Can you tell me how 500mA or 1000mA compares to a wall socket? How much power is output from a wall socket? I'm guessing it must be about triple? Maybe about 1500mA to 2000mA? Is that close?

I found the following article and it says 20 Amps. Yikes! That is equivalent to 20,000mA. Could that possibly be correct?
-----------------------------------------------------------------------------------------------------------------------------------------------
Google "how many mA output by an electrical wall socket?" -- https://answers.yahoo.com/question/index?qid=20081022154051AAd3kx5
-----------------------------------------------------------------------------------------------------------------------------------------------
Best Answer: 20 Amps is the maximum current typically allowed by most building codes, check your area for exact building codes. Most circuit breakers in the house will be 15 Amp for lighting, 20 amp for plugs. 
(warning #1: put a fuse in line before your circuit. It might allow you to collect insurance after you burn your house down) 
Vacuum cleaners are a perfect example of a probably the highest current load you will plug into the wall in a normal household. Most are limited to 15 Amps. 
But the actual current is determined by the load.


----------



## Triple6 (Dec 26, 2002)

Yup, that's correct. If you still have an old fuse panel you can see the 15, 20, and 30 amp fuses.


----------



## TerryNet (Mar 23, 2005)

> I found the following article and it says 20 Amps. Yikes! That is equivalent to 20,000mA. Could that possibly be correct?


Yes. That's just one of the reasons that most people use a convertor ("USB Charger") instead of plugging their USB cable directly into a wall socket (voltage is the other major reason). The output from two such chargers that I just looked at is 1 Amp.


----------



## Triple6 (Dec 26, 2002)

The two wall chargers I use are from my current phone and my previous phone, the old one is 1 Amp, the new one is 2 Amps, the new one charges devices significantly faster while the USB in my car barely does much in the course of half an hour with the new phone and it's probably just 500mA.


----------



## renegade600 (Jun 22, 2006)

looking over some of the suggestion - interesting reading. I can see how they will help but I don't want a boring phone or have to go through and change settings before charging  I have the older Note 3 phone and carry it in my front pocket, since I don't want to talk soprano if it shifts as I sit down, I take it out and usually lay it on the counter. I have a wireless charging pad in every location I regularly lay my phone so I really don't have a problem with the battery or charging 

On a side note, maybe consider a third party launcher instead of touchwiz - some of them are better in protecting battery life than samsungs touchwiz. Remember any usage whether it is from you or automatic downloads of updates, notifications, email checks and more while the phone is charging will add time to the charge.

Shape annotation entries:

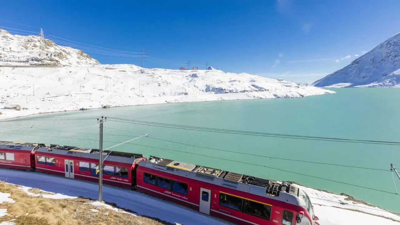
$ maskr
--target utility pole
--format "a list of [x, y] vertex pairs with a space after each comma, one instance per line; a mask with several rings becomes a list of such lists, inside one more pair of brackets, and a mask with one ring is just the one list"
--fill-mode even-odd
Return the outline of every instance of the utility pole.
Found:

= Complete the following =
A - Reproduce the passage of the wall socket current thread from "The two wall" to "(Jun 22, 2006)".
B - Resume the wall socket current thread after its last sentence.

= Answers for the exercise =
A -
The two wall chargers I use are from my current phone and my previous phone, the old one is 1 Amp, the new one is 2 Amps, the new one charges devices significantly faster while the USB in my car barely does much in the course of half an hour with the new phone and it's probably just 500mA.


----------



## renegade600 (Jun 22, 2006)

B -
----------



## Wallenberg (Jan 23, 2006)

renegade600 said:


> looking over some of the suggestion - interesting reading. I can see how they will help but I don't want a boring phone or have to go through and change settings before charging
> 
> ............................
> 
> On a side note, maybe consider a third party launcher instead of touchwiz - some of them are better in protecting battery life than samsungs touchwiz. Remember any usage whether it is from you or automatic downloads of updates, notifications, email checks and more while the phone is charging will add time to the charge.


I'm not really qualified to say much here since I have never heard of touchwiz or wireless chargers. But once again ... I am just so happy to learn of new things and have the opportunity to buy some of these things and try them out. But I have one question. I have heard that if someone charges their phone very often ... i.e. if they let it go down to 80% but then charge it back to 100% and they do this 3 or 4 times a day, every day, I've heard the battery will become worthless in a short time and will have to be replaced. Is this True or No?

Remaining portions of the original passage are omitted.